* DATA FOR THIS EXERCISE

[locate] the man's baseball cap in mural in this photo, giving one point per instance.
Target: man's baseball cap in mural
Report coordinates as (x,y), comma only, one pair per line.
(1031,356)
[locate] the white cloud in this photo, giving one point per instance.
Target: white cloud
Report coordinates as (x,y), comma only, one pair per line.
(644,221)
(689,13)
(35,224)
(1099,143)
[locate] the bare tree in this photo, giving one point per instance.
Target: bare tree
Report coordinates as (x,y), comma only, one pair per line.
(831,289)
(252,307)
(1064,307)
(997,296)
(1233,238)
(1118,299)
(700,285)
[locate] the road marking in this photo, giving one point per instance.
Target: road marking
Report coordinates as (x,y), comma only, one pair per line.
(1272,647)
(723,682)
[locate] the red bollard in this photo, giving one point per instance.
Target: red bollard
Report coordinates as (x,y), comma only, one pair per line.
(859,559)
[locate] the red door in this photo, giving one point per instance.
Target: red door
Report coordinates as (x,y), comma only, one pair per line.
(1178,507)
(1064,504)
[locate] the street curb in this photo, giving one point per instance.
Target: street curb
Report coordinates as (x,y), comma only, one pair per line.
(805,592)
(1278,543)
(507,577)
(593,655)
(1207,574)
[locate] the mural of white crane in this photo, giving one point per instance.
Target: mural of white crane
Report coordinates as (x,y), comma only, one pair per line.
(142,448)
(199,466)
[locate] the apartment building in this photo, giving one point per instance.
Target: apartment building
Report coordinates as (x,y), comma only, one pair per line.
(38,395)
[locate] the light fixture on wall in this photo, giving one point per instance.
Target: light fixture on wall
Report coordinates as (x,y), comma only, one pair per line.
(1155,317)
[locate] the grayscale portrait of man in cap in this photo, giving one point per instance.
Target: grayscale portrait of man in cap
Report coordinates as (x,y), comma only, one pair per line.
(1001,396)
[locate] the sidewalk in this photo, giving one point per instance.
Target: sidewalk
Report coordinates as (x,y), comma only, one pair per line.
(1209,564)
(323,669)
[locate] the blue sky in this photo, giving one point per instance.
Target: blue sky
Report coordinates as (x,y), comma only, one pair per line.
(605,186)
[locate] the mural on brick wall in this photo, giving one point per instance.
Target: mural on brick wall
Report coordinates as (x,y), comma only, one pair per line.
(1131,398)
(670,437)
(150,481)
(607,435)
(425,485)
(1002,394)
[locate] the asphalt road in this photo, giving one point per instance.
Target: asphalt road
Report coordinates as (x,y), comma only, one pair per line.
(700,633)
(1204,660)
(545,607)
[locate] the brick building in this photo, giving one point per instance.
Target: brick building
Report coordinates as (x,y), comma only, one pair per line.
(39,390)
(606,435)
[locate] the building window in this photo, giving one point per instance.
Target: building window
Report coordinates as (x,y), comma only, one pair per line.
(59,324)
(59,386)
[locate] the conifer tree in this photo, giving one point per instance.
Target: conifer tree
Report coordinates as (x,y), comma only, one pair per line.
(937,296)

* WHAT YOU HAVE TO DO
Every entry above should be retyped exactly as shown.

* OUTPUT FOR THIS TASK
[locate] the man's baseball cap in mural in this photo, giving one point per instance.
Target: man's baseball cap in mural
Report coordinates as (x,y), comma only, one pair per line.
(1031,356)
[locate] the white cloud in this photo, giving one point per instance.
Target: white cloud
Report coordinates as (x,y), comma only, one pair per line.
(644,221)
(689,13)
(35,224)
(1099,143)
[locate] the bare tree in this photo, giving one point per instance.
Target: bare tree
Report coordinates as (x,y), comma only, one pair per line.
(831,289)
(252,307)
(1064,307)
(997,296)
(1233,238)
(1118,299)
(700,285)
[locate] the road marking in this photo, giving one point per instance.
Target: road marking
Report coordinates as (x,y), comma only, one pair per line.
(1272,647)
(723,682)
[locate] the red bollard in this photo, giving one point per instance.
Target: red bollard
Report coordinates as (x,y), comma only, one pair per line.
(859,559)
[locate] the red door in this photo, giving one point per instance.
Target: red door
Report coordinates as (x,y), comma only, one pair per line.
(1178,507)
(1064,504)
[locate] the street curb in this photo, giving one point per instance.
Target: street curb
Report coordinates as (x,y), comma only, one pair per line.
(805,592)
(1278,543)
(507,577)
(593,655)
(1207,574)
[locate] the mural of white crane in this photo, giving one point per instance.
Target: mural of white crane
Report coordinates as (x,y), comma only, one pair per line.
(142,448)
(199,466)
[locate] the apartment building in this photo, giving one point per instance.
Target: apartment building
Report coordinates as (x,y), comma only, one pair per line.
(38,395)
[locate] the light fixture on wall in this photo, giving one point per instance.
Target: light fixture on wall
Report coordinates as (x,y), comma only, one pair per line.
(1155,317)
[locate] the grayscale portrait of man in cap in this photo, giving one point per instance.
Target: grayscale portrait of man in cap
Report coordinates as (x,y), comma only, one pair per line.
(1001,396)
[locate] the sidewalk in this photo, giving one point per instance.
Target: sidewalk
Report coordinates as (x,y), comma only, one pair per line.
(1209,564)
(323,669)
[locate] the blue sky in this photo, giving one point per instance.
Target: blue sky
Report coordinates as (x,y), comma only, one pair per line.
(605,186)
[locate] the mural on brick wall in this photo, giving one point per instance.
Target: mural on brick wall
Report coordinates as (x,y), comma only, one pair per line.
(1131,398)
(670,437)
(150,481)
(607,435)
(425,485)
(1002,394)
[locate] the asphalt road in this photo, giving one point per instance.
Target: asphalt road
Report coordinates as (x,y), comma only, one pair per line.
(700,633)
(1204,660)
(545,607)
[locate] the brick building in this photo, giving one point per instance.
Target: brick building
Report coordinates as (x,y), comma only, one pair per line.
(39,390)
(606,435)
[locate] the building window in this photo, giving one point per instance.
Target: building window
Report coordinates as (x,y), comma only, one pair per line.
(59,324)
(59,386)
[locate] the conifer tree in this photo, giving one point per instance.
Target: conifer tree
Report coordinates as (x,y), comma only, one pair per line.
(937,296)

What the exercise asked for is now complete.